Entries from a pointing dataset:
(begin)

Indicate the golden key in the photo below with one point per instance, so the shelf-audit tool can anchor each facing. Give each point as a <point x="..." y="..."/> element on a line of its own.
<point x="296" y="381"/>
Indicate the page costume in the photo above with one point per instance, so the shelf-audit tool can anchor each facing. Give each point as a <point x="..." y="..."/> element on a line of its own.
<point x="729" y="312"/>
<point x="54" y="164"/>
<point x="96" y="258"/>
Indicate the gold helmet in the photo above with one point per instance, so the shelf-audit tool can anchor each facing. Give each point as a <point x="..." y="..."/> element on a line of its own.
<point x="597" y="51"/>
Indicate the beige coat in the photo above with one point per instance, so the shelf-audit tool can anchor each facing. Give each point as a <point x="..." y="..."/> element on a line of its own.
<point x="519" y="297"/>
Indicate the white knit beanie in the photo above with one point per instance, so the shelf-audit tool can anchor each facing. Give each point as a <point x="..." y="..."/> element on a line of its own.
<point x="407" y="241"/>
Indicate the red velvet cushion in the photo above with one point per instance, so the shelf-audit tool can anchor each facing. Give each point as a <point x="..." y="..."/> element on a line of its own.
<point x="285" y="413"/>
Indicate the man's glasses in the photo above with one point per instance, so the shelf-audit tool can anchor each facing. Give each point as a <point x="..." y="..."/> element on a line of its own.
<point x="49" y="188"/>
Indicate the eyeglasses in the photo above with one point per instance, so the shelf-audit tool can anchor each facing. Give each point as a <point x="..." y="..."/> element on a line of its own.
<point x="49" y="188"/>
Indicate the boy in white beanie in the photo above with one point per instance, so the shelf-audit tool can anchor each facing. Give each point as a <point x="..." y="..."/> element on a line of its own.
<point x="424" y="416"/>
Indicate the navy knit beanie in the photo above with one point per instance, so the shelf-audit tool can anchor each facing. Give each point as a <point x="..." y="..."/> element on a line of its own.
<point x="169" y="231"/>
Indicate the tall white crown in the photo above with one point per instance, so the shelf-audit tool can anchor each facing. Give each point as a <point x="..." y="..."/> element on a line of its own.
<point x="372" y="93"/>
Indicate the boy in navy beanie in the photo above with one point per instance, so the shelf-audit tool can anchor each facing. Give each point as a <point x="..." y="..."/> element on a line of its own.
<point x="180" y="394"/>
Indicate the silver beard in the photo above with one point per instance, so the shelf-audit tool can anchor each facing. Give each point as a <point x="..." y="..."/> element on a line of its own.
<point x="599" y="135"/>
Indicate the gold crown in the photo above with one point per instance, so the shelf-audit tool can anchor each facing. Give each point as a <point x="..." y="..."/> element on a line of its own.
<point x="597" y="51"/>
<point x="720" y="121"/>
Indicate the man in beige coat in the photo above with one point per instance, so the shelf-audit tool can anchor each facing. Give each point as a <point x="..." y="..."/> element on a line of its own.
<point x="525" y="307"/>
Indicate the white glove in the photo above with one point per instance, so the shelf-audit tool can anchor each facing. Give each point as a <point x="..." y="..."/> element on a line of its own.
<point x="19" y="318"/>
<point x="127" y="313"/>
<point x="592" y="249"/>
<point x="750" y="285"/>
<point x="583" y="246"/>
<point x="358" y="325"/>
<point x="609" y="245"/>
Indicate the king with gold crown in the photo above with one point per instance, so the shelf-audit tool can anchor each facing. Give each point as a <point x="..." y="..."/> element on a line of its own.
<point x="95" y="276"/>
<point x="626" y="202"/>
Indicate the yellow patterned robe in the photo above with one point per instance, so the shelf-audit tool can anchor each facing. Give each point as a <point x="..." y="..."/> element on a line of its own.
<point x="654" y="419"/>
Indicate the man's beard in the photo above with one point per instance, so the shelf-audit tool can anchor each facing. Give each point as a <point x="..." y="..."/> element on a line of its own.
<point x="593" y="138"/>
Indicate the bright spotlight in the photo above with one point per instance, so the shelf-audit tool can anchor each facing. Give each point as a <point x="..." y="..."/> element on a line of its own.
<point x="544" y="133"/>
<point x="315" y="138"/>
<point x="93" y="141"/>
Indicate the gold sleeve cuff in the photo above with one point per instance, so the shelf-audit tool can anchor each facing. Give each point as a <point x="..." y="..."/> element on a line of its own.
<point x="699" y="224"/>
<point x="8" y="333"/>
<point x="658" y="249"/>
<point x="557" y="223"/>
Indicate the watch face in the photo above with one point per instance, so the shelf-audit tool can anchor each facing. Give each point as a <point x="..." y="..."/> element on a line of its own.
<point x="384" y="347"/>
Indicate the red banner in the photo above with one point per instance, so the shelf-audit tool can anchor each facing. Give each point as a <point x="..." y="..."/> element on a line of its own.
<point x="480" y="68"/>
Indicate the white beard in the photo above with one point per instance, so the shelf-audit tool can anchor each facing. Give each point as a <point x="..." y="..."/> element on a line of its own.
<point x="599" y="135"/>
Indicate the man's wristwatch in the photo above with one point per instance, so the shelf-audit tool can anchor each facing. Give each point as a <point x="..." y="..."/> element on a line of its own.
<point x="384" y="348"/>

(end)

Task objective: Find the line containing "Indicate the watch" in the material above. Print it and every line after it through the end, exactly and only those.

Exercise solution:
Indicate the watch face in the photo above with one point per instance, so the shelf-audit tool can anchor each facing. Give each point as a <point x="..." y="..."/> element on a line of its own.
<point x="384" y="347"/>
Indicate the red banner in the photo above with one point per instance, so the shelf-audit tool can anchor each facing. Give each point as a <point x="..." y="..."/> element on a line of its own.
<point x="480" y="68"/>
Indicate the white beard in the photo above with one point per instance, so the shelf-audit tool can anchor each facing. Give each point as a <point x="..." y="..."/> element on a line of its own.
<point x="599" y="135"/>
Indicate the man's wristwatch in the photo above with one point per instance, so the shelf-audit tool can anchor each facing. Give each point as a <point x="..." y="..."/> element on a line of its own.
<point x="384" y="348"/>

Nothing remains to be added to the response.